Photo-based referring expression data
********

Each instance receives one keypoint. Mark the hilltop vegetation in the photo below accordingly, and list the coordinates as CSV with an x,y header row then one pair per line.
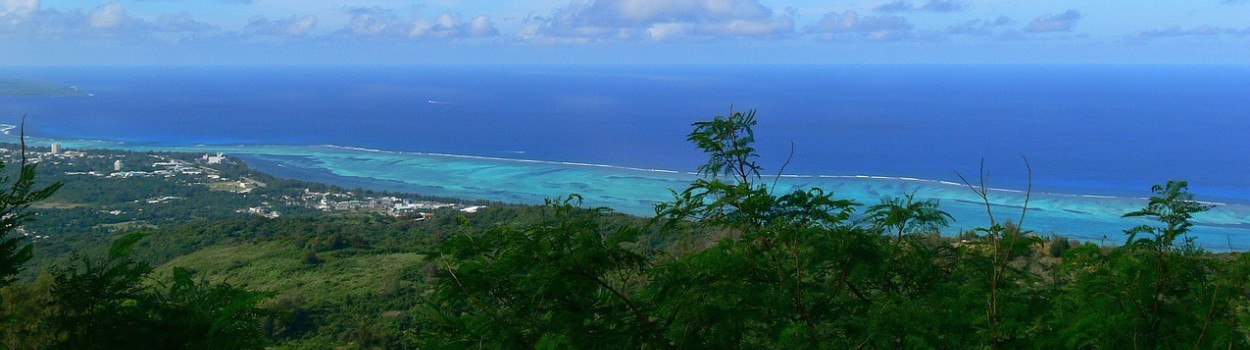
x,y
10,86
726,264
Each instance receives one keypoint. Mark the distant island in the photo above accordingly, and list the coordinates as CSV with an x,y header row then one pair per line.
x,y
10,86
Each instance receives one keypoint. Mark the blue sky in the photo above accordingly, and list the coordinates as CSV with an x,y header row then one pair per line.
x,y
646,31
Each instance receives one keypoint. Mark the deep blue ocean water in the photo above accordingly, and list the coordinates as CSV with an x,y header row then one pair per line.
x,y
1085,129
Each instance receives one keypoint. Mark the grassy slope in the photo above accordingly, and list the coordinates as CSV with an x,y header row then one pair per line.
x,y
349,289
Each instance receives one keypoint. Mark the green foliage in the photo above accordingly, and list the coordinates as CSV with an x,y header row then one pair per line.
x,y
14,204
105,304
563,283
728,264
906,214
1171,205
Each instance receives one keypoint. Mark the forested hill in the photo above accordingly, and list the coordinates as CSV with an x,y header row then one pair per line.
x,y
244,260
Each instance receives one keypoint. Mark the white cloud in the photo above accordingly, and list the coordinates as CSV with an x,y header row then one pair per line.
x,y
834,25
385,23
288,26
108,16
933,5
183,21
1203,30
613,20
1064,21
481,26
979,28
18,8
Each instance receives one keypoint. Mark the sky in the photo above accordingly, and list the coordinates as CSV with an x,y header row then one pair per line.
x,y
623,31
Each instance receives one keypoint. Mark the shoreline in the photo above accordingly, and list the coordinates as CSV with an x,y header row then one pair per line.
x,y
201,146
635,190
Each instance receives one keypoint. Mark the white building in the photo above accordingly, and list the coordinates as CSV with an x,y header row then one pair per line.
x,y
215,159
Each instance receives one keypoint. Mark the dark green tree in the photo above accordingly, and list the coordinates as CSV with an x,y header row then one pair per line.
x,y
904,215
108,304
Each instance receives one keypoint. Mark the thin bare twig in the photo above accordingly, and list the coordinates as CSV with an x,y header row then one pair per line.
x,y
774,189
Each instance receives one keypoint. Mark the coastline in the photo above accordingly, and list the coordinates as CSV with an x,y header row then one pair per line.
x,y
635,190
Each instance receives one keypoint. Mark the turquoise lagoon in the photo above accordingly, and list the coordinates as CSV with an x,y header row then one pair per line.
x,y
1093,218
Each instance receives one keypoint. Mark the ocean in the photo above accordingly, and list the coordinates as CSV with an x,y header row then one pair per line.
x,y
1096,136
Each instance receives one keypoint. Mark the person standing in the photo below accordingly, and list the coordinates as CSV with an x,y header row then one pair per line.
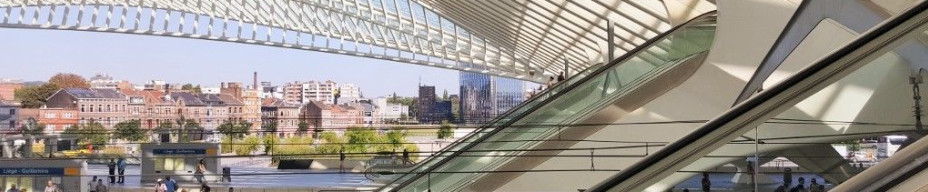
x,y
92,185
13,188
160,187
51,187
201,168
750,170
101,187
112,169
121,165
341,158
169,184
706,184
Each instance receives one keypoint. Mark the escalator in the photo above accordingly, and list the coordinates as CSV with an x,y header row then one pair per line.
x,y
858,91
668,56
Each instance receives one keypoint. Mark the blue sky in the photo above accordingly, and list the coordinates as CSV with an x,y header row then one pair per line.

********

What this task involves
The result should be an exact repetition of all the records. Drop the pictures.

Result of the exercise
Each instance receives one keypoint. Mark the hilltop vegetation in the photo below accordingly, and list the coordinates as CSV with an x,y header row then one pair per line.
x,y
10,86
726,264
Each instance receives one keypoint. Mark the distant island in the photo above accordingly, and list the coordinates as CSV with an x,y header row then one pair per line.
x,y
10,86
Each instance receives one keypoint. Mark the blue sky in the photo above accordingly, and list the coordinates as CSV with an x,y header row then one pair per line.
x,y
646,31
Each instance receives one keypoint. Mark the deep blue ocean water in the photo above accordingly, and list the coordinates as CSV with an x,y header row then one pair per line.
x,y
1085,129
Each instance receives one keypoint. Mark the grassy slope in the photo above accordingly, and list the coordinates as CSV with an x,y header row then one pair per line.
x,y
349,289
Each instance receives one keypoint. Mark the green foliage in the photo above accordingly, and list the coordinates as CSV with an x,y header row then one pair per line.
x,y
14,204
105,304
563,283
728,264
906,214
1171,205
Each instance receives one keypoint. Mark the forested hill in the photo above accordingly, and list the coordinates as CSV with an x,y header row then one pair per line.
x,y
244,260
Each instance receives one keypoint. Mark the white cloud in the photo above accordingly, and list the coordinates as CSV with an x,y header row then one pair per line.
x,y
834,25
385,23
288,26
108,16
933,5
183,21
1203,30
613,20
1064,21
481,26
979,28
18,8
Each instance receives one keypoint. Mark the sky in the photo above accordingly, and list the coordinates as CSV with an x,y header row then one pair per line.
x,y
623,31
Each instance receives one keypoint. Mark the shoreline in the photo above accordingly, and list the coordinates as CSV with an x,y header row then one pair per line.
x,y
201,146
635,190
Each instance receives one keypoint. Mark the white building in the photo above accordingly, and list the coordinates as CSV with an x,y header row then one pair per line.
x,y
215,159
Each instance receives one keypoint. Mark the dark green tree in the photo above accordingly, and list the coordinates as CSV with an x,y header row then one pair per line.
x,y
904,215
108,304
Each instance receives one keypoint. Mark the thin bare twig in the photo above accordingly, and list the coordinates as CSV with an x,y header row then one pair per line.
x,y
774,189
Each instance receives one keypoint. Mark the coastline in the photo above accordingly, and list the coordinates as CSV with an x,y header row then one pair per line.
x,y
635,190
Each instance receives one keypoint. Mark the turquoise lagoon in the photo above accordingly, and list the coordinates as CSV with an x,y header row then one pair per line.
x,y
1093,218
Each instance receives one keypoint. Mark the ocean in the photo above accordingly, and list the coordinates as CSV with an x,y header row then one pair per line.
x,y
1096,136
Each instance receives one keypoint. Mark the person standing in the photo below accordingly, and list the coordinates as CSV with an x,y header row then one pair per line.
x,y
92,185
13,188
160,187
51,187
201,168
750,170
101,187
112,169
121,165
341,158
169,184
706,184
Each instance receives one keypoint. Mark the escalator in the photo above accordingly, and list the coordinates as CSV with an x,y header row then one pair per line.
x,y
858,91
668,56
Each instance receives one keypoint. Mark the blue sky in the photo above accordingly, and list the coordinates as CSV with an x,y header row then one pair per line.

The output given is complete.